→ **Problem set**
[A] In the passage on Leonardo's mirror writing, can you condense the paragraph beginning "Several theories have been put forward" into a short bulleted list that keeps its main facts?
[B] According to the passage on Leonardo's mirror writing, how many pages of his notes have survived?
[Text to read start]
Why Did Leonardo da Vinci Use Mirror-Writing? Probably Not To Keep Things Secret

Leonardo da Vinci was known to write most of his notes (of which up to 28,000 pages have survived, across various notebooks and codices) in reverse. Each letter was reversed, making the writing perfectly readable when viewed in a mirror, hence the term “mirror writing”.

Several theories have been put forward as to exactly why the polymath used mirror writing. One is that the master was trying to make his notes harder to read, preventing people from stealing his ideas and keeping his scientific ideas from the Roman Catholic Church at a time when blasphemy was a crime punishable by expulsion and torture. But the fact that this “code” isn’t complex enough—especially in comparison to other ways Leonardo hid messages in his work—to effectively disguise his notes, has ruled out this theory for many experts.
[Text to read end]
[Data lines start]
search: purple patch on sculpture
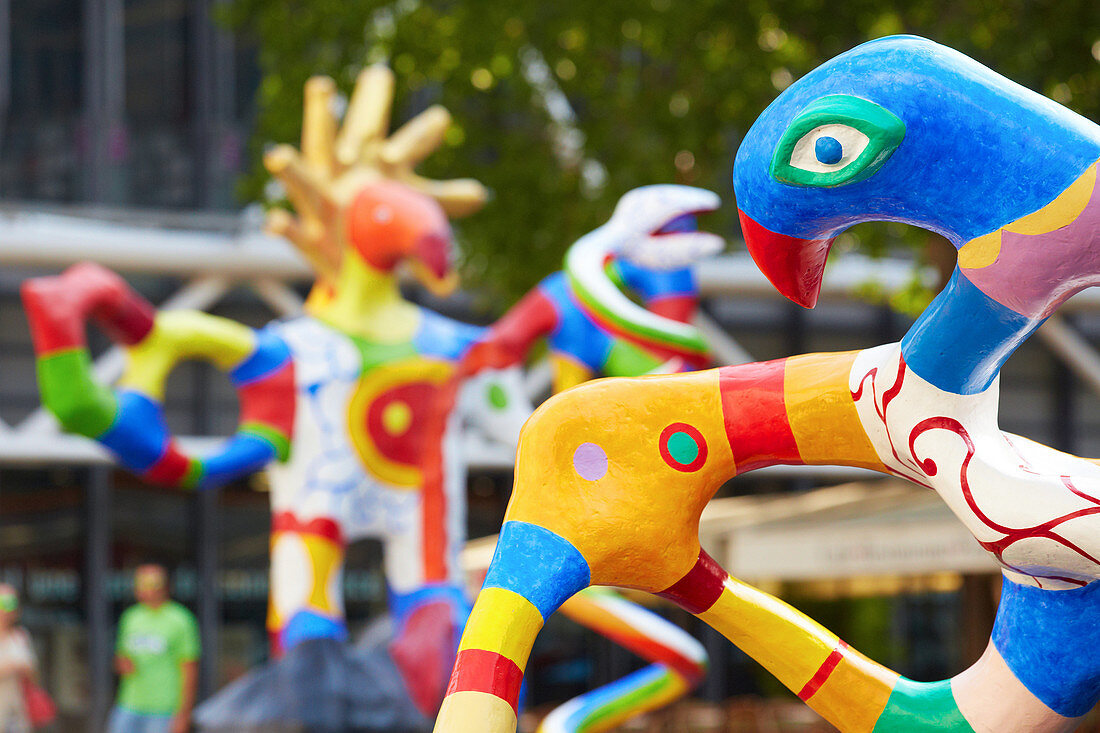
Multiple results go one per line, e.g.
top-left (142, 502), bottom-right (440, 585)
top-left (963, 172), bottom-right (1100, 318)
top-left (573, 442), bottom-right (607, 481)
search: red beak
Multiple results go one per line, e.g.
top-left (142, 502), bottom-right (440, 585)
top-left (416, 232), bottom-right (451, 280)
top-left (737, 209), bottom-right (833, 308)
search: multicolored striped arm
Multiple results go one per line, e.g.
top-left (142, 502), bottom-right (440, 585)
top-left (539, 588), bottom-right (707, 733)
top-left (661, 545), bottom-right (972, 732)
top-left (22, 263), bottom-right (295, 489)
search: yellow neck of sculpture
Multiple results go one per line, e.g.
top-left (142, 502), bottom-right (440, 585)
top-left (319, 251), bottom-right (420, 343)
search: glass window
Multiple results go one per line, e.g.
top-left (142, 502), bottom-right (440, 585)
top-left (0, 0), bottom-right (87, 201)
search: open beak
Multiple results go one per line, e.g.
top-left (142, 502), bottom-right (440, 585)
top-left (411, 232), bottom-right (459, 297)
top-left (737, 208), bottom-right (834, 308)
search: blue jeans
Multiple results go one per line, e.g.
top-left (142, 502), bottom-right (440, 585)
top-left (107, 705), bottom-right (172, 733)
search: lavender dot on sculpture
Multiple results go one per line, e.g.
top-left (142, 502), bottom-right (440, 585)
top-left (573, 442), bottom-right (607, 481)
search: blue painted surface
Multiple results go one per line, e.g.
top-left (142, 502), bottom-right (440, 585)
top-left (484, 522), bottom-right (592, 620)
top-left (539, 272), bottom-right (612, 372)
top-left (199, 433), bottom-right (275, 489)
top-left (563, 665), bottom-right (671, 731)
top-left (279, 611), bottom-right (348, 649)
top-left (229, 328), bottom-right (290, 386)
top-left (96, 390), bottom-right (168, 473)
top-left (734, 36), bottom-right (1100, 247)
top-left (388, 583), bottom-right (471, 630)
top-left (612, 260), bottom-right (699, 302)
top-left (901, 269), bottom-right (1043, 394)
top-left (992, 579), bottom-right (1100, 718)
top-left (413, 309), bottom-right (487, 361)
top-left (814, 135), bottom-right (844, 165)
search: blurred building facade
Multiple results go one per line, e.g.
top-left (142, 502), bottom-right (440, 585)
top-left (0, 0), bottom-right (1100, 730)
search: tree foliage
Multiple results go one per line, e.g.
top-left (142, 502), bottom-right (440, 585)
top-left (224, 0), bottom-right (1100, 306)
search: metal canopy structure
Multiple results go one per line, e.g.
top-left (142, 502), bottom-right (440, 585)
top-left (0, 202), bottom-right (1100, 471)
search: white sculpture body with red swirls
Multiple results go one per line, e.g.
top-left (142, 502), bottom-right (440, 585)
top-left (849, 343), bottom-right (1100, 590)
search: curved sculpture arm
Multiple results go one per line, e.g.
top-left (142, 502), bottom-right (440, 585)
top-left (22, 263), bottom-right (295, 489)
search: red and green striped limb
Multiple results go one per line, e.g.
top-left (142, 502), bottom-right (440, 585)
top-left (22, 263), bottom-right (295, 488)
top-left (660, 553), bottom-right (974, 732)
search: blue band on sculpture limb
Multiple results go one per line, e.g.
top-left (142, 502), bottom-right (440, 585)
top-left (484, 522), bottom-right (592, 619)
top-left (96, 390), bottom-right (168, 473)
top-left (229, 328), bottom-right (290, 386)
top-left (992, 578), bottom-right (1100, 718)
top-left (279, 611), bottom-right (348, 649)
top-left (387, 583), bottom-right (470, 627)
top-left (901, 270), bottom-right (1040, 394)
top-left (199, 433), bottom-right (275, 489)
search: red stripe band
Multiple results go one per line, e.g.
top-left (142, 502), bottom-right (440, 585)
top-left (718, 359), bottom-right (802, 475)
top-left (447, 649), bottom-right (524, 716)
top-left (272, 512), bottom-right (345, 547)
top-left (658, 550), bottom-right (728, 614)
top-left (799, 638), bottom-right (848, 702)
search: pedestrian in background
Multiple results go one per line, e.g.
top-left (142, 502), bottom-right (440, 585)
top-left (108, 565), bottom-right (199, 733)
top-left (0, 583), bottom-right (36, 733)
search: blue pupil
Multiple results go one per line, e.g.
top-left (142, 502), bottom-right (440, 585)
top-left (814, 135), bottom-right (844, 165)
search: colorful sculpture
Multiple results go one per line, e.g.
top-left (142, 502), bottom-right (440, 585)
top-left (436, 36), bottom-right (1100, 733)
top-left (496, 185), bottom-right (724, 392)
top-left (23, 67), bottom-right (530, 730)
top-left (24, 62), bottom-right (722, 732)
top-left (474, 185), bottom-right (723, 733)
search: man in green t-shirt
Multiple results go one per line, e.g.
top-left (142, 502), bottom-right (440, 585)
top-left (108, 565), bottom-right (199, 733)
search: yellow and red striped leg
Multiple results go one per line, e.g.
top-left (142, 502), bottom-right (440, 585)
top-left (436, 522), bottom-right (591, 733)
top-left (659, 553), bottom-right (908, 731)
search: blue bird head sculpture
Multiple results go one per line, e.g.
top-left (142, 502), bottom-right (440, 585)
top-left (734, 36), bottom-right (1100, 316)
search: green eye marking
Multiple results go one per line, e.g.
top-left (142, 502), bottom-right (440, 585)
top-left (769, 95), bottom-right (905, 188)
top-left (487, 382), bottom-right (508, 409)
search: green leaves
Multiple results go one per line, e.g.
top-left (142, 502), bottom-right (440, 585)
top-left (220, 0), bottom-right (1100, 311)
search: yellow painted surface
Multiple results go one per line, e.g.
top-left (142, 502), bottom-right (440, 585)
top-left (301, 535), bottom-right (344, 613)
top-left (348, 357), bottom-right (454, 491)
top-left (505, 370), bottom-right (735, 591)
top-left (958, 163), bottom-right (1097, 270)
top-left (459, 588), bottom-right (542, 670)
top-left (958, 229), bottom-right (1001, 270)
top-left (433, 690), bottom-right (516, 733)
top-left (809, 647), bottom-right (898, 733)
top-left (550, 352), bottom-right (592, 394)
top-left (382, 402), bottom-right (413, 435)
top-left (699, 578), bottom-right (837, 692)
top-left (119, 310), bottom-right (256, 401)
top-left (783, 351), bottom-right (886, 472)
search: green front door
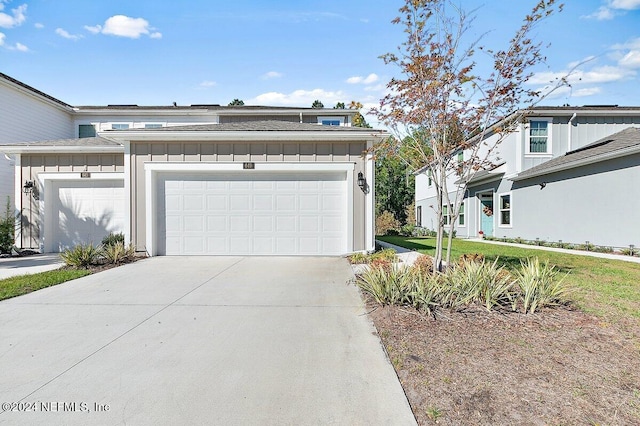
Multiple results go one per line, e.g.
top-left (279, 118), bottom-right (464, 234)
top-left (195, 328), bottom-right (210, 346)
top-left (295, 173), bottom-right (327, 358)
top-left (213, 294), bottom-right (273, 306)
top-left (480, 194), bottom-right (493, 237)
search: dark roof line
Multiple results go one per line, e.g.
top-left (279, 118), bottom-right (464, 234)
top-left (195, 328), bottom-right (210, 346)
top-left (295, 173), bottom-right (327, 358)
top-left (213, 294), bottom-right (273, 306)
top-left (0, 72), bottom-right (73, 108)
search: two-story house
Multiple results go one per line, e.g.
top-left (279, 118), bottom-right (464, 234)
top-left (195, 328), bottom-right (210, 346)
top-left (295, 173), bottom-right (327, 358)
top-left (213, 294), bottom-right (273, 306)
top-left (415, 106), bottom-right (640, 247)
top-left (0, 74), bottom-right (384, 255)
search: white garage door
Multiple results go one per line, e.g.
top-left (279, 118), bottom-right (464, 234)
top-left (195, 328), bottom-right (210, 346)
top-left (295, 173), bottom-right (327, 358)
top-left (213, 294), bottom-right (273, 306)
top-left (158, 172), bottom-right (347, 255)
top-left (45, 180), bottom-right (125, 251)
[Data lines end]
→ **Exercise answers**
[A]
- There are several theories about why Leonardo used mirror writing.
- One theory is that he wanted his notes to be harder to read. This would stop people from stealing his ideas and keep his scientific ideas from the Roman Catholic Church when blasphemy could be punished by expulsion and torture.
- Many experts reject this theory. The "code" is too simple to disguise his notes well, especially compared with other ways he hid messages in his work.

[B] Up to 28,000 pages have survived.